━━━ TRECHO SELECIONADO

Bem-vindo(a) à Jus Civile! O tempo nem sempre explica — mas quase sempre revela. Decisões, intenções, vínculos: tudo se mostra com o tempo certo. A edição de hoje é um convite para olhar com atenção ao que parece óbvio. Às vezes, são os detalhes o que mais importam no Direito.
Institutos
Desconsideração inversa da personalidade jurídica
A desconsideração da personalidade jurídica é tradicionalmente compreendida como um mecanismo excepcional de superação da separação entre as esferas patrimoniais da pessoa jurídica e de seus sócios. No entanto, a prática forense revelou situações em que essa separação é indevidamente manipulada no sentido oposto: utiliza-se a empresa como “refúgio” para esconder bens do sócio em prejuízo de credores. É neste contexto que emerge a desconsideração inversa da personalidade jurídica.
A desconsideração inversa, embora não expressamente regulada no ordenamento jurídico até o advento do atual CPC, já vinha sendo reconhecida pela jurisprudência e por parte significativa da doutrina. Seu fundamento reside na teoria do abuso da personalidade jurídica (Art. 50 do Código Civil), aplicada de forma a atingir os bens da pessoa jurídica, e não apenas os do sócio, como ocorre na forma tradicional.
Na desconsideração inversa, o juiz desconsidera a personalidade da empresa para responsabilizá-la por obrigações pessoais de um de seus sócios, em casos nos quais se verifica o desvio de finalidade ou a confusão patrimonial. Em geral, trata-se de situações nas quais o sócio transfere bens do seu patrimônio pessoal para o da pessoa jurídica com o intuito de fraudar credores, burlar obrigações civis, trabalhistas ou fiscais, ou mesmo ocultar patrimônio em partilhas e execuções.

━━━━━━
━━━ CONJUNTO DE DADOS

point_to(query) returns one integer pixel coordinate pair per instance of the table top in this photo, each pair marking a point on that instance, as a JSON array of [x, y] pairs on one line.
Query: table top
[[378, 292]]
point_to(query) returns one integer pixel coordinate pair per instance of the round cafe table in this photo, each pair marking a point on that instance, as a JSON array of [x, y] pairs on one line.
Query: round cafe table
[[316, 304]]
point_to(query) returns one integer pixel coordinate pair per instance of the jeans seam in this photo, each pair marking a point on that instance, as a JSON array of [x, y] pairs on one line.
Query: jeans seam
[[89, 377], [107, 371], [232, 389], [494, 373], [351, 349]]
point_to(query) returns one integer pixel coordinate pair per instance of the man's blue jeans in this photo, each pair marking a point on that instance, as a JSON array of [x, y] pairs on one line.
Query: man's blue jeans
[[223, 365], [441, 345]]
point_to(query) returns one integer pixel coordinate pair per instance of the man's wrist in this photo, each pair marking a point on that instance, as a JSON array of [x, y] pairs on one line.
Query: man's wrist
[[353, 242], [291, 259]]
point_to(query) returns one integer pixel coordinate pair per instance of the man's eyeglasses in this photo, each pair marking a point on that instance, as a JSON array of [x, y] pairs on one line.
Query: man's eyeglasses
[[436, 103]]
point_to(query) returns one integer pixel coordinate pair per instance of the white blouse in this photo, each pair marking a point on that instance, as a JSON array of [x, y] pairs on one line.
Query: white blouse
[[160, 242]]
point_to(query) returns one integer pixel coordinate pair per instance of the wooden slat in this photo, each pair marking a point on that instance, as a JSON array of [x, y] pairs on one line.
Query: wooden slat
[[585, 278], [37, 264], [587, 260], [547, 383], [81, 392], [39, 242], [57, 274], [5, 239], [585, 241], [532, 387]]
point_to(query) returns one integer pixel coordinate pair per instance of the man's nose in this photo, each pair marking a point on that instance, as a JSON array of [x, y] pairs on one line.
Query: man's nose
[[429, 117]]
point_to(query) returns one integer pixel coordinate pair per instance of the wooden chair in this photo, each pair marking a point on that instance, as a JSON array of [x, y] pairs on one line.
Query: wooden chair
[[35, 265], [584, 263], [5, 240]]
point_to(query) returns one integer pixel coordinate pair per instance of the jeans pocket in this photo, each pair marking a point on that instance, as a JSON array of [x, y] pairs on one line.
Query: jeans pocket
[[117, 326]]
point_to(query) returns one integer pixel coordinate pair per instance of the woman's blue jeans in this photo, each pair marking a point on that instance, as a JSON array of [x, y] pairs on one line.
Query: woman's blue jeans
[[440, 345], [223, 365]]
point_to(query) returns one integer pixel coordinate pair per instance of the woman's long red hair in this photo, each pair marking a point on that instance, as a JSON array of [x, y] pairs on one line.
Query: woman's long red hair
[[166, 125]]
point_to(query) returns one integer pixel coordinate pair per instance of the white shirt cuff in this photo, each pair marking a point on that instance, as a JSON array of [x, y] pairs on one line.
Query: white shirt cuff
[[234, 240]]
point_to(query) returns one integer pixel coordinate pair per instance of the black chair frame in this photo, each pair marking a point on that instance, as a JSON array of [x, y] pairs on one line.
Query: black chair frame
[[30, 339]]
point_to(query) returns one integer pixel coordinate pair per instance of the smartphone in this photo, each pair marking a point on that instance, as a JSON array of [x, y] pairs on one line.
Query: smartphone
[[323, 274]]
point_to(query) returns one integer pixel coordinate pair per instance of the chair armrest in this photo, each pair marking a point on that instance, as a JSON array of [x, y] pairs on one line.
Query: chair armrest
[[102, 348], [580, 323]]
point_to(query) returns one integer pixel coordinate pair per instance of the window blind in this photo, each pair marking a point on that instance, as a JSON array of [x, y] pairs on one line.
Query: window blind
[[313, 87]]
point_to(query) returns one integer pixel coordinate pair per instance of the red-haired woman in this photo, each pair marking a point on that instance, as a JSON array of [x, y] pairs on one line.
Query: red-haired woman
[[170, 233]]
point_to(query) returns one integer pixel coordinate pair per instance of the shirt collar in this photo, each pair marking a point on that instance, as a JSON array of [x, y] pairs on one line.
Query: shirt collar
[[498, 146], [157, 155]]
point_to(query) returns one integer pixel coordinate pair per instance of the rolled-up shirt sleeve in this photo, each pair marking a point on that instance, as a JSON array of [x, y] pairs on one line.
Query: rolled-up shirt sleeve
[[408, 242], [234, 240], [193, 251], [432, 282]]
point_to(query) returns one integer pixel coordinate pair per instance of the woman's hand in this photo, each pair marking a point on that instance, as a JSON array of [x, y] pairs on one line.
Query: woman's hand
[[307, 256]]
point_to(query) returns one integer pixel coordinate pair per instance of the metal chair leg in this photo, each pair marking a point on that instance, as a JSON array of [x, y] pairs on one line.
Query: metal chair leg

━━━━━━

● **OBJETIVOS**:
1. Transcreva, do trecho sobre desconsideração inversa da personalidade jurídica, a passagem iniciada em "Bem-vindo(a) à Jus" e concluída em "da personalidade jurídica.".
2. Responda às perguntas com base no trecho sobre desconsideração inversa da personalidade jurídica.
(a) Em que artigo do Código Civil reside o fundamento da desconsideração inversa?
(b) Segundo a prática forense, como a empresa é utilizada quando a separação patrimonial é manipulada no sentido oposto?
(c) Em que casos, conforme o trecho, o juiz desconsidera a personalidade da empresa para responsabilizá-la por obrigações pessoais de um sócio?
Os registros foram obtidos de uma fonte distinta da do trecho.

● **RESPOSTAS POR TAREFA**:
1.
Bem-vindo(a) à Jus Civile! O tempo nem sempre explica — mas quase sempre revela. Decisões, intenções, vínculos: tudo se mostra com o tempo certo. A edição de hoje é um convite para olhar com atenção ao que parece óbvio. Às vezes, são os detalhes o que mais importam no Direito.
Institutos
Desconsideração inversa da personalidade jurídica
A desconsideração da personalidade jurídica é tradicionalmente compreendida como um mecanismo excepcional de superação da separação entre as esferas patrimoniais da pessoa jurídica e de seus sócios. No entanto, a prática forense revelou situações em que essa separação é indevidamente manipulada no sentido oposto: utiliza-se a empresa como “refúgio” para esconder bens do sócio em prejuízo de credores. É neste contexto que emerge a desconsideração inversa da personalidade jurídica.

2.
(a) No Art. 50 do Código Civil.
(b) Como "refúgio" para esconder bens do sócio em prejuízo de credores.
(c) Nos casos em que se verifica o desvio de finalidade ou a confusão patrimonial.